## Source text
···

A common mistake is to mis-identify a forecasting problem as supervised regression - after all, in both we predict numbers, so surely this must be the same thing?

Indeed we predict numbers in both, but the set-up is different:

In supervised regression, we predict label/target variables from feature variables, in a cross-sectional set-up. This is after training on label/feature examples.
In forecasting, we predict future values from past values, of the same variable, in a temporal/sequential set-up. This is after training on the past.

In the common data frame representation:

In supervised regression, we predict entries in a column from other columns. For this, we mainly make use of the statistical relation between those columns, learnt from examples of complete rows. The rows are all assumed exchangeable.
In forecasting, we predict new rows, assuming temporal ordering in the rows. For this, we mainly make use of the statistical relation between previous and subsequent rows, learnt from the example of the observed sequence of rows. The rows are not exchangeable, but in temporal sequence.

Pitfall 1: over-optimism in performance evaluation, false confidence in “broken” forecasters¶

Confusing the two tasks may lead to information leakage, and over-optimistic performance evaluation. This is because in supervised regression the ordering of rows does not matter, and train/test split is usually performed uniformly. In forecasting, the ordering does matter, both in training and in evaluation.

···

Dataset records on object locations

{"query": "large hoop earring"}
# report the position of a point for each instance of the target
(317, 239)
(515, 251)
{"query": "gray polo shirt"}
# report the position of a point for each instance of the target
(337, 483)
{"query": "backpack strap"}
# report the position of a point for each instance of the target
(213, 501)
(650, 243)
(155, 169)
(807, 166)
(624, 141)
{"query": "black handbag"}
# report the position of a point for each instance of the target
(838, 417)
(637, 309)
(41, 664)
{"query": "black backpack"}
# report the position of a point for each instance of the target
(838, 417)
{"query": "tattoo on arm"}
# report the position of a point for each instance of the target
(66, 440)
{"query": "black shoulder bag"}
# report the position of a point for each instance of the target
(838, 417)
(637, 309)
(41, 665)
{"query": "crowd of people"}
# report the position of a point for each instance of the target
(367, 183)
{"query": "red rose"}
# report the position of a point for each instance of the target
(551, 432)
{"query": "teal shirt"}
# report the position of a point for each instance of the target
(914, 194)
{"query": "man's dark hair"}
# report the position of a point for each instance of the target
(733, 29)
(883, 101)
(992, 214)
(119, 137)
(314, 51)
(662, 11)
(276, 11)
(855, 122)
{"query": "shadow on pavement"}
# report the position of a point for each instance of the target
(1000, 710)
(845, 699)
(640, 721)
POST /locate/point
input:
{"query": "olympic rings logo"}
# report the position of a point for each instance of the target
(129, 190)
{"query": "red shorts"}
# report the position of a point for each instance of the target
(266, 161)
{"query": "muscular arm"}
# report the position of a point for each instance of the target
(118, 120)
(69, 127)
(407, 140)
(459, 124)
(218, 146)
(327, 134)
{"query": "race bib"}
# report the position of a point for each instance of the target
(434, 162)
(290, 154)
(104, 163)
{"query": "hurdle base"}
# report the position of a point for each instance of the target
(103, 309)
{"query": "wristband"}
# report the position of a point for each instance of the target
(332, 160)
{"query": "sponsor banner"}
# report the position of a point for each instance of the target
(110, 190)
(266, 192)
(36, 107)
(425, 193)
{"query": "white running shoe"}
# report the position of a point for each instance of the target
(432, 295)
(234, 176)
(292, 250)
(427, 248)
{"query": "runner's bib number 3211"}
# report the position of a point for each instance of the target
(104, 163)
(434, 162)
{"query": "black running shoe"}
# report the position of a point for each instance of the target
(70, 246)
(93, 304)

···

## Jobs
A – Answer the following from the passage on forecasting, one answer per line, marked (i), (ii), (iii).
(i) In supervised regression, how is the train/test split usually performed?
(ii) In the data frame representation of forecasting, what ordering is assumed in the rows?
(iii) What two outcomes can result from confusing the two tasks?
B – Reproduce the passage on forecasting from the sentence beginning "In forecasting, we predict new" through "in temporal sequence.", renaming "temporal ordering" as "chronological ordering".

## The replies
A –
(i) Uniformly.
(ii) Temporal ordering.
(iii) Information leakage and over-optimistic performance evaluation.

B –
In forecasting, we predict new rows, assuming chronological ordering in the rows. For this, we mainly make use of the statistical relation between previous and subsequent rows, learnt from the example of the observed sequence of rows. The rows are not exchangeable, but in temporal sequence.